:: 抜粋 ::

「ねえお父さん、サンタクロースって本当にいるの?」
と娘に訊ねられて、どう答えたらいいかよりも先に、まず私が考えたのは「初めてその質問をする年齢として『小学二年生』というのはどうなのよ」ということだった。クリスマスイブの夜に子供にプレゼントをくれる存在としてのサンタクロース、そのファンタジーを実在のものとして信じる年齢として、小学二年生、七歳というのは、いかがなものなのか。
いやそれ以前の問題として、そもそも私は、どちらかといえばそういう虚飾を否定する側の人間ではなかったか。ミッキーマウスは世界で一人だけだとか、夜に爪を切ると親の死に目にあえないとか、卒業式の日に校庭の木の下で女の子から告白して生まれたカップルは永遠に幸せになれるとか、そういうのを全部「それはまあ端的に言えば嘘だ」と断じる人であり、ドーキンスの「悪魔に仕える牧師」を読んで、そうだそうだよなあいいこと言うなあ、と思うような人間なのである。もしも私が一人で子育てをしているのだとしたら、クリスマスにプレゼントなんてそもそも買わなかったはずだ。まして、子供が寝ている間にそれを枕元に置き、「サンタさんが置いていったんだよ」などということは、絶対にやらなかったはずである。

:::
:: 提供資料 ::

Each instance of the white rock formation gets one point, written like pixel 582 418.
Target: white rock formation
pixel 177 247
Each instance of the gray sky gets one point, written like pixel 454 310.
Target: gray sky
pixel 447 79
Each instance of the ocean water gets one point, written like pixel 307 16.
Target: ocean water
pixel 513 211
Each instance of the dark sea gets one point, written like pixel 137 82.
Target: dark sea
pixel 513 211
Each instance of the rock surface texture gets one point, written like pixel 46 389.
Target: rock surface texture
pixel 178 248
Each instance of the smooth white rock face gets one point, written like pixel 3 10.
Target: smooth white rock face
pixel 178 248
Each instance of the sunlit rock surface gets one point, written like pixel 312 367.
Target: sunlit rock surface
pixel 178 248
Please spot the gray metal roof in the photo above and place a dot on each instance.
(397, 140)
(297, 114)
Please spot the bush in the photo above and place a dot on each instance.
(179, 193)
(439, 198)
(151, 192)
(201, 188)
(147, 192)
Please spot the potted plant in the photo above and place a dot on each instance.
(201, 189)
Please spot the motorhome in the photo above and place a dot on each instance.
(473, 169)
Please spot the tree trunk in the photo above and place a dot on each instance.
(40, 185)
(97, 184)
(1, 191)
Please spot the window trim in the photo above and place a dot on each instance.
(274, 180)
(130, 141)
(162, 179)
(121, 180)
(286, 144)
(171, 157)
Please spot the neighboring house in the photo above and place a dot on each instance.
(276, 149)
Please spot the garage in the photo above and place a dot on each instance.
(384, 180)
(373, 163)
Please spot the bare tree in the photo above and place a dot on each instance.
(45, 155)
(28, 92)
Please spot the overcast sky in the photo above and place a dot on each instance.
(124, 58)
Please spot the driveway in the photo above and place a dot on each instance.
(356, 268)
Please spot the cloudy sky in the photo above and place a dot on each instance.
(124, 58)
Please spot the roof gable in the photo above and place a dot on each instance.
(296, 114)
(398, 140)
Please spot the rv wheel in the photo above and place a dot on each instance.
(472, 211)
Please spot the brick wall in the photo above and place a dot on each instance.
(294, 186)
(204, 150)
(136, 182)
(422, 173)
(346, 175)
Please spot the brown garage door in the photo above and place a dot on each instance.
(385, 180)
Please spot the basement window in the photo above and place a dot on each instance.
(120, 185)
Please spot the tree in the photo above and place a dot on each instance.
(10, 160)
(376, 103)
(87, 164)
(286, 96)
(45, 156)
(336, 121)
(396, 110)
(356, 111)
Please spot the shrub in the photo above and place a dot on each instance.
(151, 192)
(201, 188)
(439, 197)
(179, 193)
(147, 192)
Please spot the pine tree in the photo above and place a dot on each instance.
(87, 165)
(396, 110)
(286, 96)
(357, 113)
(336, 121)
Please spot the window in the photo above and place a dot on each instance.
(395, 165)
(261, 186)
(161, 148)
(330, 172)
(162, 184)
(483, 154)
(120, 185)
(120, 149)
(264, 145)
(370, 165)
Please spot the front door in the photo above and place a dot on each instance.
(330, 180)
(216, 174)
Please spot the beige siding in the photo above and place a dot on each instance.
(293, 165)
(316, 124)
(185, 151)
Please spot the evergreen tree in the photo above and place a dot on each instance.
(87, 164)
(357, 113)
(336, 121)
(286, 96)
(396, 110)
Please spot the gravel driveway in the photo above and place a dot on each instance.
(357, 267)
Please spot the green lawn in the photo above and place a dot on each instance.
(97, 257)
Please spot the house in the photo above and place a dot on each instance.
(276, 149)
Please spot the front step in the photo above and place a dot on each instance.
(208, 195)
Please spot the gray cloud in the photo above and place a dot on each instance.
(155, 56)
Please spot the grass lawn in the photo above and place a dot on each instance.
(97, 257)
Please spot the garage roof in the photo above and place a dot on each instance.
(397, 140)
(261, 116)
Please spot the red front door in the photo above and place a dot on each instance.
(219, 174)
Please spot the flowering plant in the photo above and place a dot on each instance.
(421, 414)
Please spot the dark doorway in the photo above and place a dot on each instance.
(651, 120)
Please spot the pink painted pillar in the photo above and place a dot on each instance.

:::

課題 1 |
サンタクロースをめぐる抜粋について、次の問いに答えてください。
(a) 娘が「サンタクロースって本当にいるの?」と訊ねたのは、小学何年生のときですか。
(b) 夜に爪を切るとどうなると言われていると書かれていますか。
(c) 筆者が読んで「いいこと言うなあ」と思う本として挙げられているのは、誰の何という本ですか。
課題 2 |
サンタクロースをめぐる抜粋を、最後の文の後から書き進めてください。

解答 1 |
(a) 小学二年生(七歳)のときです。
(b) 親の死に目にあえないと言われています。
(c) ドーキンスの「悪魔に仕える牧師」です。

解答 2 |
しかるに、今のところ三人いるところの私の子供たち。先日真ん中の子が誕生日を迎えて幸せな七五三から七六三歳の並びになっているこの三人に関して言えば、みんながみんなサンタクロースをころりんと信じているのだった。確か、去年も一昨年もそんなにしっかりと「サンタ役」をやった覚えがないのに、いつの間にかそういうことになってしまっているのである。これは恐ろしいことだ。もしも「えーと、あなたのペンネームって確か大西『科学』というんじゃありませんでしたっけ?」と訊ねられたとしたら、どういいわけをしたらいいものか。訴状を読んでいないのでコメントできないとか、裁判の中で明らかにしてゆきたいと思っているとか、そうとでも言うしかないではないか。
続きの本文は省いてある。